Passage:
Today, Blodgett said, our attitudes about the snake aren't much better.

He displayed a slide of an illustration from a contemporary fourth-grade textbook showing two panels of a boy walking under a tree. In the first, above the boy's head, a snake is coiled around a branch. In the next panel, the snake's fangs are sunk deeply into the boy's neck, with no provocation from the boy.

To more accurately portray reality, Blodgett showed a video he filmed of a Vermont rattlesnake. The snake remained in one place, with no apparent movement, for about 30 seconds.

“This is very boring footage because they don't do anything,” he said, noting he was filming about eight feet away from the snake.

Rattlesnakes “want to get warm, lie around, and eat a mouse” about once a week, Blodgett said.

“They are not hunting for us,” he asserted. Most of the cold-blooded creature's time above-ground is spent thermo-regulating: moving into or out of direct sunlight. And this only happens between mid-April and early-November. During the winter, “they den deep because of the cold,” Blodgett said.

When a rattlesnake's “antennae” - taking the form of hundreds of ribs spanning its entire length, picking up the most minute vibrations - tell it a lumbering human is coming, the snake doesn't lie in wait, ready to attach itself to a person's neck. It slithers away to hide.

Rattlesnakes “will do just about anything to avoid contact with us,” Blodgett said.

Blodgett, whose job involves finding and tagging rattlesnakes for research, has often had a hard time finding a snake he knew was within a few feet of him. The electronic reader assured him the tagged snake was nearby, but the reptile so wished to be left alone, and blended in so nicely with its surroundings, that Blodgett had to work extra hard to find the creature.

Not cute like pandas

So, if they want to avoid us, and only attack if truly provoked, why are we so afraid of snakes?

Blodgett provided some possible answers.

When humans evolved out of the Great Rift Valley in East Africa, we were sharing that space with about 120 varieties of venomous snakes.

“We had good reason to be afraid,” Blodgett said.

But the rattlesnake is the only venomous snake native to Vermont. And it rarely uses its venom on humans unless threatened.

“They don't just dish it out willy-nilly,” Blodgett said. The rattlesnake expends a lot of energy making more venom, and by the time it produces enough, it may miss what it really needs the venom for: getting some dinner.

Thus, Blodgett said, “we develop - in my view - a really irrational fear of snakes."

Perhaps it is because snakes are “weird to us,” he said. They have no hair, arms, or legs. They are not considered cute and fuzzy.

Blodgett gave another possible reason our modern culture maintains snakes are evil: because of the Bible, which portrays snakes as “the embodiment of Satan.”

What is needed:
Summarize the passage about rattlesnakes in two sentences.

Data extracts:
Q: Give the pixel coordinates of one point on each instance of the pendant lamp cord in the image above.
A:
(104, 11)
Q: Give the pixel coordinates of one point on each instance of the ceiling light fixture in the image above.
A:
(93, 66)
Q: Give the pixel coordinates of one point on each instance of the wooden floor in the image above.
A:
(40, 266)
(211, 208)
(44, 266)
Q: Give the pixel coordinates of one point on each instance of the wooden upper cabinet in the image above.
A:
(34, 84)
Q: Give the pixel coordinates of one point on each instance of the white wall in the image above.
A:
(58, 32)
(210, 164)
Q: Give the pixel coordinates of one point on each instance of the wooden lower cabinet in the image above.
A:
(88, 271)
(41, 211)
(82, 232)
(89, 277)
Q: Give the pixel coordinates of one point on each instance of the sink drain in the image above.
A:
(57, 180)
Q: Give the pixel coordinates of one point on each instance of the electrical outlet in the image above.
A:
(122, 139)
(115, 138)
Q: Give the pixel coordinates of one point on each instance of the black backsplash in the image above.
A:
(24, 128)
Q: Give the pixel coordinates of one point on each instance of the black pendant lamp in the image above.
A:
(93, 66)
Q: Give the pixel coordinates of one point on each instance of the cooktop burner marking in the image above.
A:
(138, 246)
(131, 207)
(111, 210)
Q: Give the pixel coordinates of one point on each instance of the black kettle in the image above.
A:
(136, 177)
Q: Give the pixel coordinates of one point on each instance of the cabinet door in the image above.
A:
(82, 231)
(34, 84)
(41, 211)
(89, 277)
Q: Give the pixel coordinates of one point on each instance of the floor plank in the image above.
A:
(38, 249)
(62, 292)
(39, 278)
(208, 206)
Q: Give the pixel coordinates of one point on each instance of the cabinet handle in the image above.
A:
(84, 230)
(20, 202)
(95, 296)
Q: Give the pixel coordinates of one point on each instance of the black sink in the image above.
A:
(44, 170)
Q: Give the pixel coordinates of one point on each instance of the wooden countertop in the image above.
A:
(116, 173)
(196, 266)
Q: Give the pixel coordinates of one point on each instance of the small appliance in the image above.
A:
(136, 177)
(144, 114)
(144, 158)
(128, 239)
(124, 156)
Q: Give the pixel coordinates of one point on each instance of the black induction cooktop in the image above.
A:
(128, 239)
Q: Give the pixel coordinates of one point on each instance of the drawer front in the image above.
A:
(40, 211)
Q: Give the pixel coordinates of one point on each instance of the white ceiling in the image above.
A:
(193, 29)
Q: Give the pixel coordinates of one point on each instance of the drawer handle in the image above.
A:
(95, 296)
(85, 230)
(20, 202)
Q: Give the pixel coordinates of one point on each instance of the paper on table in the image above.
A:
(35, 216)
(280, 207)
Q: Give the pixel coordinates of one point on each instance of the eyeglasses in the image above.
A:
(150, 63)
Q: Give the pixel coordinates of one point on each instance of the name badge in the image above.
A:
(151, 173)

Task output:
Blodgett contrasts a fourth-grade textbook picture of a snake biting a boy without provocation with the real behavior of rattlesnakes, which mostly lie around warming themselves, eat a mouse about once a week, and slither away to hide when they sense a person coming. He calls our fear of snakes irrational and offers possible reasons for it: early humans shared East Africa with about 120 kinds of venomous snakes, snakes seem "weird to us," and the Bible portrays them as "the embodiment of Satan."